▶ Information shown

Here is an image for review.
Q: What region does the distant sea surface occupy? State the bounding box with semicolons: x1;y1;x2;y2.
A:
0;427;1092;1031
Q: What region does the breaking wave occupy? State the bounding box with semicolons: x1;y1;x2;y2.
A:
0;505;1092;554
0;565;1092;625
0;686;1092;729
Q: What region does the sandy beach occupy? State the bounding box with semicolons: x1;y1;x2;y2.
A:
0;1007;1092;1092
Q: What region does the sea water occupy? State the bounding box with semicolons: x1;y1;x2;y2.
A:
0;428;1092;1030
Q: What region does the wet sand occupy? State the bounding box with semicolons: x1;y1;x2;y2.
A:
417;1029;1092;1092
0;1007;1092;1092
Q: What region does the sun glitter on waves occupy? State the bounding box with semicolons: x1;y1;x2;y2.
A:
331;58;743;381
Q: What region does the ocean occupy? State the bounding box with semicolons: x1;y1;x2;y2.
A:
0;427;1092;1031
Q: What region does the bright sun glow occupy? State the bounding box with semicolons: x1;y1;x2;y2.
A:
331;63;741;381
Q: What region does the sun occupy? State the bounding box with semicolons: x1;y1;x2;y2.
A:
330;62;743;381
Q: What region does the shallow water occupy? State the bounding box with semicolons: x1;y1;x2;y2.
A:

▶ Your objective
Can you repeat the listing from the line containing "Q: What region does the wet" through the end of the listing, swapping "wet sand" for "damp sand" and leaving everything else unchanged?

▶ Exercise answer
Q: What region does the damp sand occupy? State the bounding box with semicolons: x1;y1;x2;y2.
A:
417;1029;1092;1092
0;1007;1092;1092
Q: What region does the sun glitter on waves occupy? State the bounding box with semicolons: x1;y1;x2;y2.
A:
331;58;743;381
Q: What region does the ocean occupy? State the bounding box with semicolons: x1;y1;x2;y2.
A:
0;427;1092;1031
Q: What region does the bright sun glow occupy? State the bounding box with semicolons: x1;y1;x2;y2.
A:
331;63;741;381
Q: What region does the sun occupy? State the bounding box with semicolons: x1;y1;x2;y2.
A:
330;62;743;381
Q: What region does the shallow water occupy? State the bounding box with semicolons: x1;y1;x2;y2.
A:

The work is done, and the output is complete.